[Referring expression data]
┌────────

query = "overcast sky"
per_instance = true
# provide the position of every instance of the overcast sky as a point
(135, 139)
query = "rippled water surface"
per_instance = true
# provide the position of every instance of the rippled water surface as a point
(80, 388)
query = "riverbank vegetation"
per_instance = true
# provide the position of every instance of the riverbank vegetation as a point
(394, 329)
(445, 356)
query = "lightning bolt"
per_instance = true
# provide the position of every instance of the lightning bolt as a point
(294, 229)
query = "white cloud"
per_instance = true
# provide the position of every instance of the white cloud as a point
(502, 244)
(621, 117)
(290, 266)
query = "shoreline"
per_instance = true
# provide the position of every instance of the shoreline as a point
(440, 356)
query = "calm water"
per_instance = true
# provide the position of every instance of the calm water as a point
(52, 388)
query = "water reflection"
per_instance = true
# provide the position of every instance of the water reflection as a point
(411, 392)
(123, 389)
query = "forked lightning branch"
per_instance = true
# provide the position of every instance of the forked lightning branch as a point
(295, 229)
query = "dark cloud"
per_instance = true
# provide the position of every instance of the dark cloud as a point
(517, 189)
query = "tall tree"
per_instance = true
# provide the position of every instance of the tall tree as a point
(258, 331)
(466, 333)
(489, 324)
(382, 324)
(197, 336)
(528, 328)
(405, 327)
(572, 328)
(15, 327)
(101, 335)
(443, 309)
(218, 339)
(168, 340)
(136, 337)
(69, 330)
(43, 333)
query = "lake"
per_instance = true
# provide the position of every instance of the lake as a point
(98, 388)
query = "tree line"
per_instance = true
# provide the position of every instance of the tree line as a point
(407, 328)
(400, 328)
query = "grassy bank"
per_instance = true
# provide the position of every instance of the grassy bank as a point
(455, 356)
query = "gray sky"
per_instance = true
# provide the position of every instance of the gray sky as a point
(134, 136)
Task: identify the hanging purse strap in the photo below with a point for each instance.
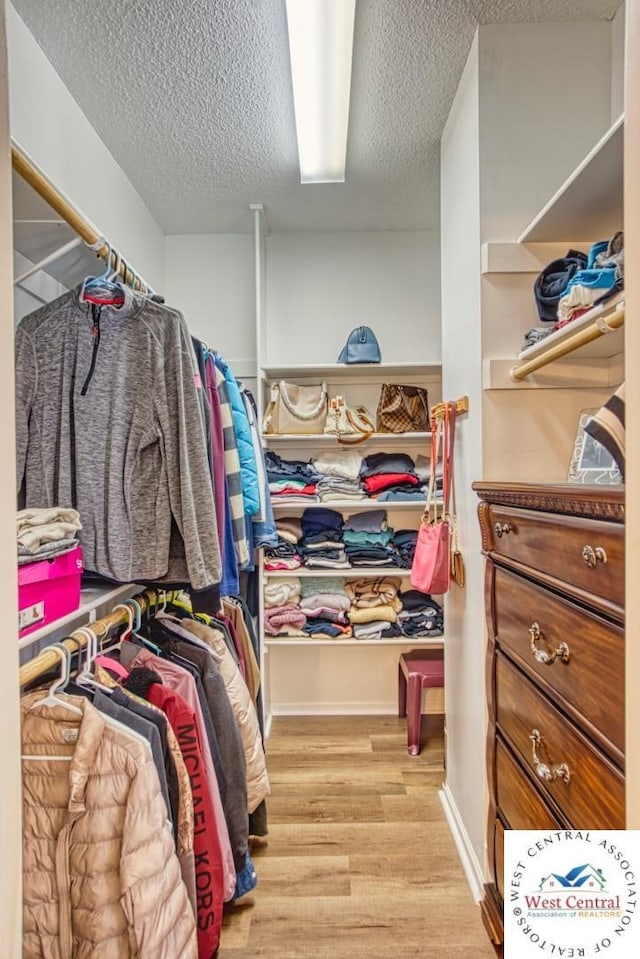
(361, 422)
(441, 428)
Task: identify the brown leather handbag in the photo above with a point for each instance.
(402, 409)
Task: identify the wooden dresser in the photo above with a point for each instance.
(554, 599)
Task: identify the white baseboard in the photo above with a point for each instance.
(472, 869)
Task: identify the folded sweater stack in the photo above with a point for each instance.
(46, 533)
(344, 475)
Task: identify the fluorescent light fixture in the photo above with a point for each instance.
(320, 48)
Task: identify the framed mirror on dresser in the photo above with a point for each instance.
(554, 601)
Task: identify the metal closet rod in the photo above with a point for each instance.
(29, 172)
(48, 659)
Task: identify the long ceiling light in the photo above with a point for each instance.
(320, 48)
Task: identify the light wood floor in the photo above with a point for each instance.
(359, 862)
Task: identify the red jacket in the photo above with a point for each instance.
(206, 848)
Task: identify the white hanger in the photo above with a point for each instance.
(52, 700)
(85, 677)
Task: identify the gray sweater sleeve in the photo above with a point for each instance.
(179, 416)
(26, 381)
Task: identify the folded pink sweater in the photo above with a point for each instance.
(287, 615)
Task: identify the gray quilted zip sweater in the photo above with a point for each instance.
(109, 421)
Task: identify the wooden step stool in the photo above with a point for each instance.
(419, 669)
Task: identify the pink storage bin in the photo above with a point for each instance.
(48, 590)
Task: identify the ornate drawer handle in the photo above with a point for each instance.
(501, 528)
(593, 556)
(535, 633)
(547, 773)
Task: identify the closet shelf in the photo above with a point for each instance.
(332, 440)
(352, 572)
(599, 329)
(372, 371)
(396, 641)
(91, 599)
(588, 353)
(342, 506)
(589, 204)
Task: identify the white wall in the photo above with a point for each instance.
(321, 285)
(545, 100)
(48, 123)
(505, 150)
(461, 350)
(617, 63)
(211, 280)
(10, 799)
(34, 291)
(632, 475)
(525, 155)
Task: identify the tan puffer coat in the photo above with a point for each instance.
(243, 709)
(101, 877)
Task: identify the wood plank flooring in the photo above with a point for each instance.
(359, 862)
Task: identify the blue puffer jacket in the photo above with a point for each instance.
(248, 465)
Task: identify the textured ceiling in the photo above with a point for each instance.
(193, 98)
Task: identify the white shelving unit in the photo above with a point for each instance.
(435, 641)
(587, 352)
(344, 675)
(281, 505)
(353, 572)
(330, 439)
(340, 372)
(95, 601)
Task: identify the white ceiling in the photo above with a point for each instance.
(193, 98)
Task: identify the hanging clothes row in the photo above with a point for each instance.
(123, 417)
(143, 778)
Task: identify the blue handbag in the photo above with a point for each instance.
(361, 347)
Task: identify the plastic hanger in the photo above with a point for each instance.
(59, 684)
(85, 677)
(103, 289)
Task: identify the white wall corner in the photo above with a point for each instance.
(617, 62)
(472, 869)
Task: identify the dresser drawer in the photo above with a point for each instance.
(520, 805)
(498, 854)
(584, 554)
(526, 613)
(594, 796)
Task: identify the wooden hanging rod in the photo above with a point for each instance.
(30, 173)
(462, 406)
(48, 659)
(599, 327)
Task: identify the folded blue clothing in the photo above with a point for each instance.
(372, 521)
(323, 535)
(380, 537)
(414, 600)
(318, 520)
(277, 468)
(602, 279)
(386, 463)
(402, 496)
(405, 537)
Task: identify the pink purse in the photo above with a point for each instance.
(431, 569)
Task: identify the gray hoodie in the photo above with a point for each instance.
(108, 421)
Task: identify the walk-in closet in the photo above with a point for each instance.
(317, 425)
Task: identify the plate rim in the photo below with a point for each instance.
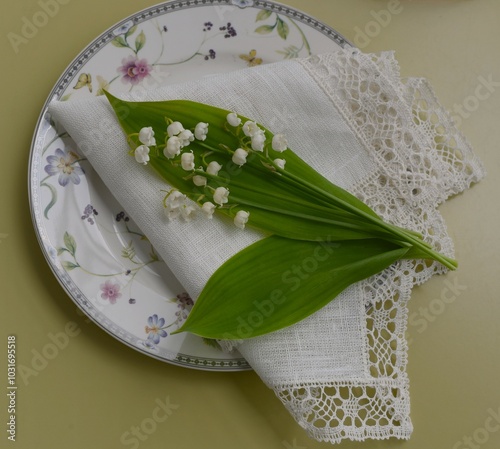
(68, 285)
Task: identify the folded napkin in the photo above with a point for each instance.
(340, 372)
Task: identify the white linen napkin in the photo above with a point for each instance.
(341, 372)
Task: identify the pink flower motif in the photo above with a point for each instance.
(110, 291)
(134, 70)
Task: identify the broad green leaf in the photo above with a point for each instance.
(276, 282)
(282, 28)
(140, 41)
(265, 29)
(119, 42)
(69, 265)
(70, 243)
(263, 15)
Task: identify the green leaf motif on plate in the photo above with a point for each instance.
(140, 41)
(264, 29)
(69, 265)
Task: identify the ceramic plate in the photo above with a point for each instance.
(100, 257)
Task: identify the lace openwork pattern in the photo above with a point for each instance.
(422, 160)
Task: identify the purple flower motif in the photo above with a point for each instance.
(63, 163)
(154, 329)
(110, 291)
(134, 70)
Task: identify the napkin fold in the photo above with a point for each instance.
(340, 372)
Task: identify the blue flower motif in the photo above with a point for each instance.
(154, 329)
(63, 163)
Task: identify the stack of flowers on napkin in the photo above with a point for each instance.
(341, 371)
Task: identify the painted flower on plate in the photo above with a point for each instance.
(134, 70)
(184, 304)
(110, 291)
(154, 328)
(63, 163)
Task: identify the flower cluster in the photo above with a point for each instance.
(215, 190)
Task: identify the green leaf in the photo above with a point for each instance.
(296, 203)
(265, 29)
(277, 282)
(283, 28)
(61, 250)
(53, 199)
(70, 243)
(119, 42)
(140, 41)
(69, 265)
(263, 15)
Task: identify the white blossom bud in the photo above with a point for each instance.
(250, 128)
(146, 136)
(187, 161)
(213, 168)
(279, 143)
(240, 156)
(141, 154)
(280, 163)
(258, 141)
(173, 147)
(199, 180)
(188, 212)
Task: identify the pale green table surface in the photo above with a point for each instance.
(96, 389)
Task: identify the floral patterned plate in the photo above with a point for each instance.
(100, 257)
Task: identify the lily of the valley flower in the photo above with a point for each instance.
(221, 195)
(233, 119)
(186, 137)
(141, 154)
(201, 131)
(208, 209)
(279, 143)
(199, 180)
(241, 219)
(146, 136)
(280, 163)
(173, 147)
(240, 157)
(187, 161)
(213, 168)
(174, 128)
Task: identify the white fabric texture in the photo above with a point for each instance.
(341, 372)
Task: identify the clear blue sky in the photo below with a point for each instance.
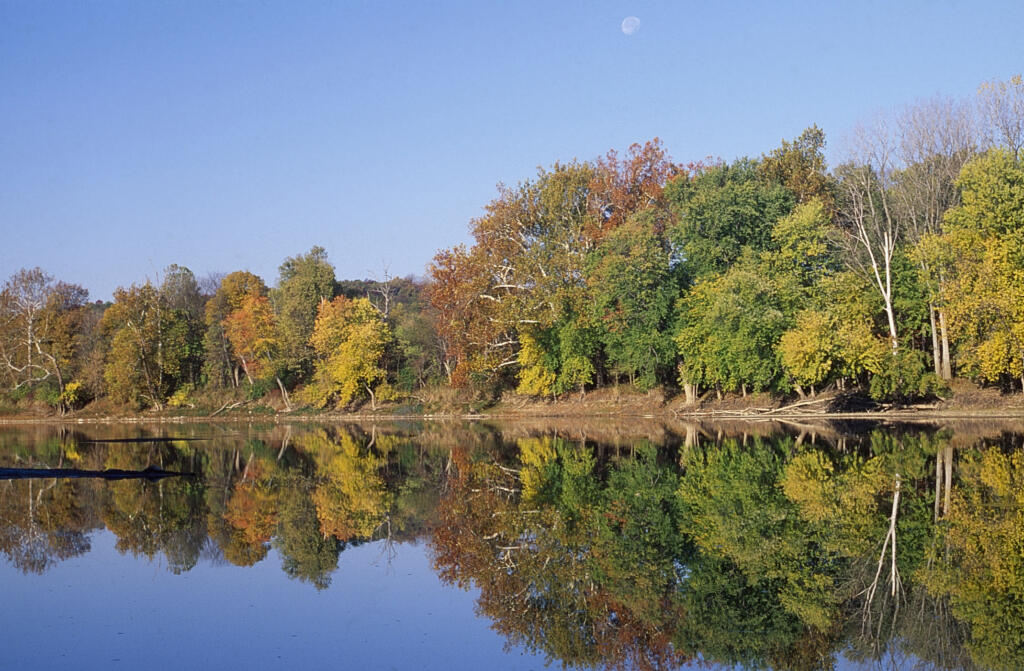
(228, 135)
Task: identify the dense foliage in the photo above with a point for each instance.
(890, 274)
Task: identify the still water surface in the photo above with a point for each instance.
(471, 546)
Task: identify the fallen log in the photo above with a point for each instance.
(110, 473)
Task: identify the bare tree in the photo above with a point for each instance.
(867, 213)
(935, 139)
(1000, 107)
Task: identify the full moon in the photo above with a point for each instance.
(631, 25)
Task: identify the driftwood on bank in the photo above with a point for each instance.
(110, 473)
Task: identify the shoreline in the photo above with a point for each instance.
(903, 414)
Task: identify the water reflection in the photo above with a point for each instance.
(764, 546)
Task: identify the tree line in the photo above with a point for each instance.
(889, 273)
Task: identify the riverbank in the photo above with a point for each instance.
(966, 402)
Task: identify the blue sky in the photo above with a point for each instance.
(228, 135)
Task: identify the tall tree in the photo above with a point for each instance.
(230, 293)
(39, 320)
(985, 296)
(303, 283)
(349, 339)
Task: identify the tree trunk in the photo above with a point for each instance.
(284, 393)
(691, 392)
(947, 373)
(245, 367)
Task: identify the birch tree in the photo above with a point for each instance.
(39, 319)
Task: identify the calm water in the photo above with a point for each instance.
(472, 546)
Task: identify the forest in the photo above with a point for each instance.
(752, 548)
(889, 276)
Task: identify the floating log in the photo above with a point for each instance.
(110, 473)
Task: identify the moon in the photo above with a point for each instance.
(631, 25)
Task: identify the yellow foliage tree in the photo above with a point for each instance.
(350, 339)
(985, 296)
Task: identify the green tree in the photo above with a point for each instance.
(220, 363)
(633, 290)
(303, 283)
(985, 297)
(729, 327)
(349, 339)
(721, 211)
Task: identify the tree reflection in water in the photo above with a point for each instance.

└────────

» **WHAT YOU NEED TO DO**: Your reply should consist only of the lines from the one containing "Task: identify the floating" through the last line of the records, each reproduced exactly.

» **ANSWER BOX**:
Task: identify the floating log in the photo above with a point for each instance.
(110, 473)
Task: identify the moon in the photo above with a point for each instance.
(631, 25)
Task: identify the yellow foliage tree in the photo above with a point for each instance.
(350, 339)
(985, 296)
Task: identify the green tree in the photo above with a point for each instance.
(220, 363)
(633, 290)
(303, 283)
(985, 297)
(729, 327)
(349, 339)
(721, 211)
Task: identify the tree reflection in water in the photo above with a point for each instance.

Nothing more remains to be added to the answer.